(Source data)
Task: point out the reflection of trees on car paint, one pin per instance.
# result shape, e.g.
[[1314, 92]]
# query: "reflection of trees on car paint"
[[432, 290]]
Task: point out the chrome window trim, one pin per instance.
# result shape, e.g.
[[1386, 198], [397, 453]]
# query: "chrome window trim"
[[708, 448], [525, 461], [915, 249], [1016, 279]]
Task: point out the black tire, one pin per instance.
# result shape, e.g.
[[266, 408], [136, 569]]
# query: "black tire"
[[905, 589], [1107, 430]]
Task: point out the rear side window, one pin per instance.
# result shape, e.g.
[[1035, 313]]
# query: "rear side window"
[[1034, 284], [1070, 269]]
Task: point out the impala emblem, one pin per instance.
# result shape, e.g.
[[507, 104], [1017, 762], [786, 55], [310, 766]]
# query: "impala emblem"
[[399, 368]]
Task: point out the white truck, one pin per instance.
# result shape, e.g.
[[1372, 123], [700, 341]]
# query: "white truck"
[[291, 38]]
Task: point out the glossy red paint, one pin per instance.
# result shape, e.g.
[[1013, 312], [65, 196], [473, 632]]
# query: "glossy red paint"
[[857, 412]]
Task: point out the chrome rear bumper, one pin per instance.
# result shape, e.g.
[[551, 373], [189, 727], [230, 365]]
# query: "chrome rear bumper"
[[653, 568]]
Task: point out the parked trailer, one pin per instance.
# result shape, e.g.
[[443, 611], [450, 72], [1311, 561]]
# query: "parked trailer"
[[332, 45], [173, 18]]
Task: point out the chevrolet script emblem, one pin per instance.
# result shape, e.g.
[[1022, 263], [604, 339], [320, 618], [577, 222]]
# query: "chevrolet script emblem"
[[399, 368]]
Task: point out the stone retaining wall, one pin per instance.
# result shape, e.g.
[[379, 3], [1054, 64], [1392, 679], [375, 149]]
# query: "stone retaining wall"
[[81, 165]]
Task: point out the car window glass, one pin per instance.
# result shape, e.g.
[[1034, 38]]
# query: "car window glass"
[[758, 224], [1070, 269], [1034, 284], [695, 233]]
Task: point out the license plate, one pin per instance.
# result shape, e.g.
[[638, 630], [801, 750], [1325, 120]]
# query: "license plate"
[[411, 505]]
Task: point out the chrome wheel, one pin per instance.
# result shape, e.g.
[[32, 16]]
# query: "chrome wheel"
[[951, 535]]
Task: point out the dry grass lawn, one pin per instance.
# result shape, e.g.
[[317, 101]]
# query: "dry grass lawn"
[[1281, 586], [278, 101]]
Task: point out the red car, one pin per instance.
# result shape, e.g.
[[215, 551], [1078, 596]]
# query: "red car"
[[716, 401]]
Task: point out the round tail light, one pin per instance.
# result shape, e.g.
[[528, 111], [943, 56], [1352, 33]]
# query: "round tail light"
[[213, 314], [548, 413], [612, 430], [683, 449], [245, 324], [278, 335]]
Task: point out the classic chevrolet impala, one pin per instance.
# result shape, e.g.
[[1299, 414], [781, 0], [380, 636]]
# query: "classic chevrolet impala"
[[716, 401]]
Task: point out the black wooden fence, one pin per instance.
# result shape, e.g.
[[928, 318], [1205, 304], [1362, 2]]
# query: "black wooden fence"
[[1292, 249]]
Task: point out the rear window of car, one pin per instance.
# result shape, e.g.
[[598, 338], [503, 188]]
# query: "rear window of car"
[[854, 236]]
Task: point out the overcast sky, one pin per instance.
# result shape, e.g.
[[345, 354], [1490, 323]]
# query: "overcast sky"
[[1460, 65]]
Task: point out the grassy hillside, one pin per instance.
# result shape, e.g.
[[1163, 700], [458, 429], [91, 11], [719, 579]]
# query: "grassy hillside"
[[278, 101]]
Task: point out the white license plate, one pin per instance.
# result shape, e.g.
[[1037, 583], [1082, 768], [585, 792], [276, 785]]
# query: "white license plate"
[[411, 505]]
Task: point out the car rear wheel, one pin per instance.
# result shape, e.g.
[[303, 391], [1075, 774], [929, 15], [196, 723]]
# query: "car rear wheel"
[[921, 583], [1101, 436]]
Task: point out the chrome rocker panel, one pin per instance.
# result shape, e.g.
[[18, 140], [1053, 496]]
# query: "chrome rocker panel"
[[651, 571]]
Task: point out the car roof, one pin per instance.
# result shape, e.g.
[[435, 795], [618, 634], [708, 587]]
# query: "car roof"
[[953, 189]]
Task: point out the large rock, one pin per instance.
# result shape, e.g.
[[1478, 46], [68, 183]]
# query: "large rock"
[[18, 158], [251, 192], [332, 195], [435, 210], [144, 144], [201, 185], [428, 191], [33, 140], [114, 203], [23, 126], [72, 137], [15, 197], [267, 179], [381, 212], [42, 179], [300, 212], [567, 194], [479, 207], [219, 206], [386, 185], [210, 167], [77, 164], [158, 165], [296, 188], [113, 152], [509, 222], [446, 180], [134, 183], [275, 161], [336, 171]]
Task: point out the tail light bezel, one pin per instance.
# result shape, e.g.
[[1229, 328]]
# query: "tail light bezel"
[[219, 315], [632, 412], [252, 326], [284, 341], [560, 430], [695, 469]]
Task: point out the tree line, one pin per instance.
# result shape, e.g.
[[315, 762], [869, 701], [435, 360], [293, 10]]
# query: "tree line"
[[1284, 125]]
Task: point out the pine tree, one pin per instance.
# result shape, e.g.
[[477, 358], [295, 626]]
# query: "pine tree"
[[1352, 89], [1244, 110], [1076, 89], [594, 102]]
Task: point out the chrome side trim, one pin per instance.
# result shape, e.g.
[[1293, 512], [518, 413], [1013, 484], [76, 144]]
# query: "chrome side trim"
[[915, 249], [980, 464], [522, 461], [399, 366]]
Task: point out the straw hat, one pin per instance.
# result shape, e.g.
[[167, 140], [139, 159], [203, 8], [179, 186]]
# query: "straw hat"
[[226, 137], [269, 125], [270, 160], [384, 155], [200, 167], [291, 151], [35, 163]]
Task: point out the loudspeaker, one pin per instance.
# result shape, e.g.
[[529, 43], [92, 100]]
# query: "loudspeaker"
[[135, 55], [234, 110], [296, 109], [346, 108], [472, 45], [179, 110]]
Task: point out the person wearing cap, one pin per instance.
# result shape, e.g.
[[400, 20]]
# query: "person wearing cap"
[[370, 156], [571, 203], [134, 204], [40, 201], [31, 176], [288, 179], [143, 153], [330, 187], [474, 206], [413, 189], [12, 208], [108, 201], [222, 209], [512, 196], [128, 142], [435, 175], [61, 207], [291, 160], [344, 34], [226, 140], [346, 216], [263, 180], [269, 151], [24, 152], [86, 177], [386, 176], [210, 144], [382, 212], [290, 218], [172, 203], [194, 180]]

* [THE PROBLEM]
Repeat the lines from the first one in the records through the line containing "Task: point out the chrome wheel, one", exactly as written, and nothing else.

* [OUTPUT BELOW]
Task: point out the reflection of trees on car paint, one pin per instance.
# result shape, e.g.
[[1314, 92]]
# query: "reflection of trees on car paint"
[[432, 290]]
Task: point out the chrome window trim, one pin per instance.
# result shape, e.g.
[[1386, 198], [397, 453]]
# query: "chrome window trim"
[[708, 448], [525, 461], [915, 249], [1016, 279]]
Task: point out the black tire, one pin per instance.
# result shape, e.g.
[[266, 408], [136, 569]]
# query: "black tire"
[[905, 589], [1107, 430]]
Task: point out the rear side window, one pin per instance.
# result shape, e.g.
[[1035, 313]]
# query: "rear side window"
[[1034, 284], [1070, 269]]
Task: point out the impala emblem, one pin per instance.
# result shape, e.g.
[[507, 104], [1017, 762], [786, 55], [310, 766]]
# query: "impala emblem"
[[399, 368]]
Task: point out the white truck, one pin per instance.
# result shape, e.g.
[[1372, 123], [700, 341]]
# query: "white truck"
[[291, 38]]
Task: point out the glossy red paint, one pin per instance.
# result shape, e.g.
[[1013, 312], [65, 196], [473, 632]]
# query: "glossy red paint"
[[857, 412]]
Task: point out the chrome rear bumper, one pin per instance.
# result shape, e.g.
[[551, 373], [189, 727], [230, 365]]
# query: "chrome rear bumper"
[[653, 568]]
Task: point out the parked trailer, one pin per instance.
# result shape, e.g.
[[443, 611], [450, 72], [1311, 561]]
# query: "parked trailer"
[[332, 45], [173, 18]]
Task: point out the chevrolet script emblem, one pin per instance.
# result shape, e.g.
[[1022, 263], [604, 339], [320, 618], [577, 222]]
# query: "chevrolet script emblem"
[[399, 368]]
Task: point out the stone retaining wall, one pin per instance.
# result shape, e.g.
[[379, 3], [1054, 64], [1392, 679], [375, 149]]
# query: "stone retaining wall"
[[81, 165]]
Task: point out the car window glass, one pin per instance.
# result shape, e.g.
[[1034, 38]]
# query: "car window glass"
[[758, 224], [1070, 269], [1034, 284], [695, 233]]
Task: point out the license plate, one pin per instance.
# result shape, e.g.
[[638, 630], [801, 750], [1325, 120]]
# query: "license plate"
[[411, 505]]
Task: point out the chrome wheel, one pin per instance.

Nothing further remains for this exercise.